> [Problem requirements]: In the records below, please retype word for word every line from the one containing "the tall central" through the final one, both included, and nothing else.

Start of Extracted information

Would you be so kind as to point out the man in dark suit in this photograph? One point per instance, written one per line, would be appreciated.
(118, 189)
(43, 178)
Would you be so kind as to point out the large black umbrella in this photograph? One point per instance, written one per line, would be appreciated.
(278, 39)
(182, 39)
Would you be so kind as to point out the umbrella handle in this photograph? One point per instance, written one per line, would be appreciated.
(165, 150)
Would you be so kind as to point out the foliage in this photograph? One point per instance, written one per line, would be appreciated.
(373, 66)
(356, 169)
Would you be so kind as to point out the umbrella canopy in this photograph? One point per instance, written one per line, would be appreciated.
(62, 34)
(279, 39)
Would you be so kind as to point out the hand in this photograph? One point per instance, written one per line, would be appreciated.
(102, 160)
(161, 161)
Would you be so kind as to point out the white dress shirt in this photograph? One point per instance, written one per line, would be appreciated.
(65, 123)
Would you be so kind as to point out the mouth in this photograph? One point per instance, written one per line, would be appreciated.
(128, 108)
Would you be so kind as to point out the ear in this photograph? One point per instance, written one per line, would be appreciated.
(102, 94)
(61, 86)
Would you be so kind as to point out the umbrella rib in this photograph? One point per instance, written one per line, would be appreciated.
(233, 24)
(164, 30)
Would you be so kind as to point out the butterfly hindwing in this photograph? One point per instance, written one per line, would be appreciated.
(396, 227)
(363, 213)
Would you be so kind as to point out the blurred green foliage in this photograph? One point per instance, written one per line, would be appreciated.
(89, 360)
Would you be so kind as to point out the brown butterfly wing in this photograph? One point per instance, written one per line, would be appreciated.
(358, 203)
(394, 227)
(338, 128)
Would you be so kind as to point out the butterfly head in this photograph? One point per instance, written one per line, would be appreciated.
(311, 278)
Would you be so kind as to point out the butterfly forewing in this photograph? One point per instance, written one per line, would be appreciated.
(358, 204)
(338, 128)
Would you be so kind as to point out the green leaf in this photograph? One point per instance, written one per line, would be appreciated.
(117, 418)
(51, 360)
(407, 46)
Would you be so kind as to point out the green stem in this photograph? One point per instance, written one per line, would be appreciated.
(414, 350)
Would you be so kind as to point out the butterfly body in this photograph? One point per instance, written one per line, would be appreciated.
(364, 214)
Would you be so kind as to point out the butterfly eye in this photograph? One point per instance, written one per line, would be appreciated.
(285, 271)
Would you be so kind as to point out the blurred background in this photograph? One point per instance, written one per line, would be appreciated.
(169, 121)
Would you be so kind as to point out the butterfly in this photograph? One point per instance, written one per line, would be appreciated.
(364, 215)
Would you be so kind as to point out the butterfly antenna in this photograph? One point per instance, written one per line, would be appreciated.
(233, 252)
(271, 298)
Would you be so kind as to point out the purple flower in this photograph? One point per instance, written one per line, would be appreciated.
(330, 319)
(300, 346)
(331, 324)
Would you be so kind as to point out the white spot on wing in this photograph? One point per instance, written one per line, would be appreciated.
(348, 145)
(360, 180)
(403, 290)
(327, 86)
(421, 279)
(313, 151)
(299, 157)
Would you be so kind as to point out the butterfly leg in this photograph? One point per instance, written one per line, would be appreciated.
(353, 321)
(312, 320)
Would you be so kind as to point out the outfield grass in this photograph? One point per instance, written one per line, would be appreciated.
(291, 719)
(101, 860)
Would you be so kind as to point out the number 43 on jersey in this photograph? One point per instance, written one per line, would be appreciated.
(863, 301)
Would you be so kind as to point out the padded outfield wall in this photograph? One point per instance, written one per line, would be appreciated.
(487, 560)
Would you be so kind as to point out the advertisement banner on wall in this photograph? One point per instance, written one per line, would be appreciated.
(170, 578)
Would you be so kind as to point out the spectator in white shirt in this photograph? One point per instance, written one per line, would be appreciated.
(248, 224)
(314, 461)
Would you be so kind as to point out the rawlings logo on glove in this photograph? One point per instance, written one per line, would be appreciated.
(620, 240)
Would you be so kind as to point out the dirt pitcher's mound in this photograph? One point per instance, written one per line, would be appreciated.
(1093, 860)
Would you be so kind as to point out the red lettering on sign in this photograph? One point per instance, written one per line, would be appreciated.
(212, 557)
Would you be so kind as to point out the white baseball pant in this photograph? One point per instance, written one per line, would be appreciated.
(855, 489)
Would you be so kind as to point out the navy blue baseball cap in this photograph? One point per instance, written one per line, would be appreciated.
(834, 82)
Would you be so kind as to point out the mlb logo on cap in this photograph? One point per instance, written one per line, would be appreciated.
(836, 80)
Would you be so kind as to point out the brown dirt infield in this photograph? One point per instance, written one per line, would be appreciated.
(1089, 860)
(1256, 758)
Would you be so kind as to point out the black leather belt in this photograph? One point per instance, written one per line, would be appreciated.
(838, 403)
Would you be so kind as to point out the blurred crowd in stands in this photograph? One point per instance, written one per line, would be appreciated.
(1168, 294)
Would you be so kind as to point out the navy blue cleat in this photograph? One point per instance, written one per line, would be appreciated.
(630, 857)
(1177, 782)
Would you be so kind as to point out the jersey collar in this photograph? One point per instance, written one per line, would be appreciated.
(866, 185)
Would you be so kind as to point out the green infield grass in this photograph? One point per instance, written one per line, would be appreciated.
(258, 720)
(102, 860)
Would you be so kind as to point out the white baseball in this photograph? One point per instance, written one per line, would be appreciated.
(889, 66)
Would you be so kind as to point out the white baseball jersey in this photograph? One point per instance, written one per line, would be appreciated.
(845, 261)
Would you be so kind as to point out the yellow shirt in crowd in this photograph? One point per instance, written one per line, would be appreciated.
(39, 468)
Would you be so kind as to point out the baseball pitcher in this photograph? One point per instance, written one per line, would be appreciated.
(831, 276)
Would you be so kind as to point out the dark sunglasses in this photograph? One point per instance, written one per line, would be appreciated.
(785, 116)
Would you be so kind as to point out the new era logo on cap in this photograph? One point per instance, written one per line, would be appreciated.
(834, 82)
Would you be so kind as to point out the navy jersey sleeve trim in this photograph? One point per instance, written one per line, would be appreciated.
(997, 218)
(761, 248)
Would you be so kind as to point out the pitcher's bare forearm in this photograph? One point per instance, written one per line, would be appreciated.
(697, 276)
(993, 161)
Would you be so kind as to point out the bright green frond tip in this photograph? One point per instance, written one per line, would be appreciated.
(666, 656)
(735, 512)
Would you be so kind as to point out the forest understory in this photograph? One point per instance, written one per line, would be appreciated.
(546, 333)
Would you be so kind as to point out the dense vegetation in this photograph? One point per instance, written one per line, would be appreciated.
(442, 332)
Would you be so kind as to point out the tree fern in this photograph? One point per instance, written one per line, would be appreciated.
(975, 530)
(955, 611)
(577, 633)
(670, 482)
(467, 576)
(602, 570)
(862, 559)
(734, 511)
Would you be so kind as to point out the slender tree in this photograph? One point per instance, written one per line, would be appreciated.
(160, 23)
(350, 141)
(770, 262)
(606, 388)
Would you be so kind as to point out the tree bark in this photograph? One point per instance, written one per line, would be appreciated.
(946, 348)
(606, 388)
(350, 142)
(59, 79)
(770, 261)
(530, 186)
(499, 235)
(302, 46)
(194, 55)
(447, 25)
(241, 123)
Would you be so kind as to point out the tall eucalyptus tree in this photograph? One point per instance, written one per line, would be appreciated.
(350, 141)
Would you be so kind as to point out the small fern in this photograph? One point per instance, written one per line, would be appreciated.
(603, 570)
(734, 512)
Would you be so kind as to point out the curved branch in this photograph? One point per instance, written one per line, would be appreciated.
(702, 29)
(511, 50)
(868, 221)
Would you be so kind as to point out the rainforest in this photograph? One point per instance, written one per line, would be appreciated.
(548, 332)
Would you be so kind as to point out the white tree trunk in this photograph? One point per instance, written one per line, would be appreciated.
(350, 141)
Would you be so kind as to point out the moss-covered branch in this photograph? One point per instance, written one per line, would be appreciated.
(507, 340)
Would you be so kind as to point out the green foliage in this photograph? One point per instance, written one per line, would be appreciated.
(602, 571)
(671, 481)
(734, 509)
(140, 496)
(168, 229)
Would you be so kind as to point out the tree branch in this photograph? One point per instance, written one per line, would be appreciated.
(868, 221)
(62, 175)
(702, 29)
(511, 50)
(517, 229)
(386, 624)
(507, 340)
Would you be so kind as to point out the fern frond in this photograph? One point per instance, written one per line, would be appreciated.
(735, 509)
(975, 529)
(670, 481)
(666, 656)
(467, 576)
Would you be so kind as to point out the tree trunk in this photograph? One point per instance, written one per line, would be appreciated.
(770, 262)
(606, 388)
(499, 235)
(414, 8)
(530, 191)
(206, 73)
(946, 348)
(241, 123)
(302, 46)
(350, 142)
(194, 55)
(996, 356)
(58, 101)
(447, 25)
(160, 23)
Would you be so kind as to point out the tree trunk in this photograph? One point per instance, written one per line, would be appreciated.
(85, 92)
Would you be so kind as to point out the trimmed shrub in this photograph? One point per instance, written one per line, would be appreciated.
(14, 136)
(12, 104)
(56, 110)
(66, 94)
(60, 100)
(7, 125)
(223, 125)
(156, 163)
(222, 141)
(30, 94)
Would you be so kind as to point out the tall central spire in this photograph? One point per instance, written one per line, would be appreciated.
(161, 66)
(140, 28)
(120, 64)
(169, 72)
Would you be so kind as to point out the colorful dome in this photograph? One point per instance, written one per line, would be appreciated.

End of Extracted information

> [Output for this task]:
Would you be so kind as to point out the tall central spire in this photograph? One point per instance, written one per line, would be appreciated.
(161, 66)
(140, 28)
(120, 64)
(169, 72)
Would you be so kind as to point out the colorful dome in this photograph? One point per instance, written one per line, would be appreciated.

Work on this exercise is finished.